--- Start of AVAILABLE RECORDS ---

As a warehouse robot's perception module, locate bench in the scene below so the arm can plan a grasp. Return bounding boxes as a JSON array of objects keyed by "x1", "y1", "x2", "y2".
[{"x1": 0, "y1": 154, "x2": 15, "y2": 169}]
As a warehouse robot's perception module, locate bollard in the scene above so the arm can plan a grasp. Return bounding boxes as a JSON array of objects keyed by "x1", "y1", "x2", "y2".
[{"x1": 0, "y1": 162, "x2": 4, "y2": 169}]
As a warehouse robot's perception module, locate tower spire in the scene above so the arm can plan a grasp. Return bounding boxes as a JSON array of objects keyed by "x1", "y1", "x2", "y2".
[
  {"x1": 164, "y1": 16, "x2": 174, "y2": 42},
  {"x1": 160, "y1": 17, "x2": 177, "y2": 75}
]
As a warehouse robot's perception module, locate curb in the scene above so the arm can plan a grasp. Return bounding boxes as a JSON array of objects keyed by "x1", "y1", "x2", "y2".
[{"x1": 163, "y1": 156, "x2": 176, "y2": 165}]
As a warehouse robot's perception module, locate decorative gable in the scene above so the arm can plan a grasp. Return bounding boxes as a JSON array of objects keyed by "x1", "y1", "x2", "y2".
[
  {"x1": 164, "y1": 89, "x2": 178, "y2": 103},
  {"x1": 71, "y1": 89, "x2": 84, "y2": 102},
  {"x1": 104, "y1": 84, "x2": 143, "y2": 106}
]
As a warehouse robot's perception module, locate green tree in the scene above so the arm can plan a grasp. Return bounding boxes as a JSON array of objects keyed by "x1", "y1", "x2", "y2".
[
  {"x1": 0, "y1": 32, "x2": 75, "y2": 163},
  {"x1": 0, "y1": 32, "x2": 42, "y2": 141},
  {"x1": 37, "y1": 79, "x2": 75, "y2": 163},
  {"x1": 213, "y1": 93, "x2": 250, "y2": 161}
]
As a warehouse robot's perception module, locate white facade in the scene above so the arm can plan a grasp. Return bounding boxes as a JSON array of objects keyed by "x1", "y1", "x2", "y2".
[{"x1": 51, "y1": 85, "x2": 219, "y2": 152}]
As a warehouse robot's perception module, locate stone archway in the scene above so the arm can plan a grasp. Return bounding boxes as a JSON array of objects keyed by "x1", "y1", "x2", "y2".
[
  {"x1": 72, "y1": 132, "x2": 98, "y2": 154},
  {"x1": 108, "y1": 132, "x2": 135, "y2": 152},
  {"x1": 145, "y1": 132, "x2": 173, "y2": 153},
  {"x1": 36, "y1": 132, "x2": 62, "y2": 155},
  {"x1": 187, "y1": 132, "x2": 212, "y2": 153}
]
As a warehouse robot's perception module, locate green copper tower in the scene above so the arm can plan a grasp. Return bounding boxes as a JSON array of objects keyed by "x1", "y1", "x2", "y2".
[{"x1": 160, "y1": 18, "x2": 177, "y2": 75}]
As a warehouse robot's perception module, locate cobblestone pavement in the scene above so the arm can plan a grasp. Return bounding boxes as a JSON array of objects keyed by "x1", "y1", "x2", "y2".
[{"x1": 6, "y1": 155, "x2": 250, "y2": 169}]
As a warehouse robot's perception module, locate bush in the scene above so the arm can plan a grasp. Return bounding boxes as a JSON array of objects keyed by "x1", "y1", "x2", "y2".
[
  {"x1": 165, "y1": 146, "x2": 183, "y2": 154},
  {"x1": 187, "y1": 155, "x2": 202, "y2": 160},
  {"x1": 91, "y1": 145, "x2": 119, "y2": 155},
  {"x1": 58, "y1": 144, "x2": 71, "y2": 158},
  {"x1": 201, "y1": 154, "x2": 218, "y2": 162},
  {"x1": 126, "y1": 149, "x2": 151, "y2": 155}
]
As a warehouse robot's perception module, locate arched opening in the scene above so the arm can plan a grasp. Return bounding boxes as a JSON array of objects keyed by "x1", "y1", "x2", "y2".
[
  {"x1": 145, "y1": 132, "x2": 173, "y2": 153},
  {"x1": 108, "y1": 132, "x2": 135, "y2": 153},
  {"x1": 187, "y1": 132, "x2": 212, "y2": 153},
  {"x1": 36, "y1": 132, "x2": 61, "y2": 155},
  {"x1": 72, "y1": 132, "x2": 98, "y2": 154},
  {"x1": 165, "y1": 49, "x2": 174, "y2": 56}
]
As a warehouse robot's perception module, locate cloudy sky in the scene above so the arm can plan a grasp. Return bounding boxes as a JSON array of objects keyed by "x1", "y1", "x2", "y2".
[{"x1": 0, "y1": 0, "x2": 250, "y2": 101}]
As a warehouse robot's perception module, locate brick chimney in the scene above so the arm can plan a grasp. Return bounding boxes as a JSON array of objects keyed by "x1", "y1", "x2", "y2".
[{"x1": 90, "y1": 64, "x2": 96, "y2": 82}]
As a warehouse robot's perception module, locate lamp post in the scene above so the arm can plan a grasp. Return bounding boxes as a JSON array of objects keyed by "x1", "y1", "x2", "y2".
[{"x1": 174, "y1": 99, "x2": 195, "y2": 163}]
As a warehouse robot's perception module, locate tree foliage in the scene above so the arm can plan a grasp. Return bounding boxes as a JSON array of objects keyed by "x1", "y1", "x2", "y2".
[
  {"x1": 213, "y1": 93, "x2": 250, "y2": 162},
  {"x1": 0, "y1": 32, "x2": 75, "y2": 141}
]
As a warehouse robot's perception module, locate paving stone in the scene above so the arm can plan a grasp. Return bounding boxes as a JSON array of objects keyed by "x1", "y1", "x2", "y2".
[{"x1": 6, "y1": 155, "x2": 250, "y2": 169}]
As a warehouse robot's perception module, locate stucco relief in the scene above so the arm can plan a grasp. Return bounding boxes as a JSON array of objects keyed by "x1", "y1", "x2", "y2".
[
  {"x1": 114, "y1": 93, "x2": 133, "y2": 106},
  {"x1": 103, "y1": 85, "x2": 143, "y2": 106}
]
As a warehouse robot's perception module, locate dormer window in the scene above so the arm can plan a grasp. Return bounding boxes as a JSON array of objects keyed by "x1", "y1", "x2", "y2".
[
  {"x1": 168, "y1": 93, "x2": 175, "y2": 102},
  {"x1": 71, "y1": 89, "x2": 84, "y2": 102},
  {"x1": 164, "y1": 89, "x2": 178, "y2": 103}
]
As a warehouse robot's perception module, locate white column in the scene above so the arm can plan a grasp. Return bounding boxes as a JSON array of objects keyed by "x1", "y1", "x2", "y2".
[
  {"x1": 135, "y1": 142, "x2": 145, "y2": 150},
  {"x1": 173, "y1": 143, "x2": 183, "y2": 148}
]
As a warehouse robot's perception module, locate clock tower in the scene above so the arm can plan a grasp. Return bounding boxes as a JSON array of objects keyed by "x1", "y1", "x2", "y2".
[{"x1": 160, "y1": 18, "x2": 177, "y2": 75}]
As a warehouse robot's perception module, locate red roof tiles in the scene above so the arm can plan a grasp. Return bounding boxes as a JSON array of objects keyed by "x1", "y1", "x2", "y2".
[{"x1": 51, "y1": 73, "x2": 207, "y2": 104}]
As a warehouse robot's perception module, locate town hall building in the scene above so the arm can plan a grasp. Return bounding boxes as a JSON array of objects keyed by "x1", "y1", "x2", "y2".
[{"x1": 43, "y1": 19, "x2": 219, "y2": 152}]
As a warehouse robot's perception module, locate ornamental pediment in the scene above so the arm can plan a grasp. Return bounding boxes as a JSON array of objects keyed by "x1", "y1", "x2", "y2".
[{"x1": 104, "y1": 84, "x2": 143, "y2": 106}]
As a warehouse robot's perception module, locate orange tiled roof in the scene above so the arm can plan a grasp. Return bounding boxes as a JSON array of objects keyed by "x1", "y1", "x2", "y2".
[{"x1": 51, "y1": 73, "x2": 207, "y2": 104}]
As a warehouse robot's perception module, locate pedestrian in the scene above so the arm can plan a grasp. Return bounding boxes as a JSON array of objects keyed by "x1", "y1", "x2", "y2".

--- End of AVAILABLE RECORDS ---

**SET PROBLEM:**
Every line from the one containing "As a warehouse robot's perception module, locate clock" through the last line of the entries must be written out verbatim, and no other line.

**ANSWER TO THIS PROBLEM:**
As a warehouse robot's perception module, locate clock tower in the scene above so the arm can plan a grasp. Return bounding boxes as a JSON array of objects keyed by "x1", "y1", "x2", "y2".
[{"x1": 160, "y1": 18, "x2": 177, "y2": 75}]
As a warehouse robot's perception module, locate red roof tiles in the scene above so the arm can plan a grasp. Return bounding boxes as a JSON array of objects keyed by "x1", "y1", "x2", "y2".
[{"x1": 51, "y1": 73, "x2": 207, "y2": 104}]
As a warehouse robot's perception module, locate town hall building in the scene above so the arm can plan a grasp. Return bounding boxes as a JSON array of objects keyed by "x1", "y1", "x2", "y2".
[{"x1": 43, "y1": 19, "x2": 219, "y2": 152}]
As a warehouse robot's perception module, locate ornamental pediment in the scene above so the arm can plan a grasp. Return bounding boxes as a JSON array of objects keyed by "x1", "y1", "x2", "y2".
[{"x1": 104, "y1": 84, "x2": 143, "y2": 106}]
As a warehouse robot's perception module, locate orange tiled roof in the scene above so the arm can plan a grasp. Return bounding boxes as a JSON array of objects keyed by "x1", "y1", "x2", "y2".
[{"x1": 51, "y1": 73, "x2": 207, "y2": 104}]
As a warehouse robot's perception module, locate pedestrian in the scene above so the arm can plan a grasp. Return bounding boxes as a JSON array of objects keyed by "x1", "y1", "x2", "y2".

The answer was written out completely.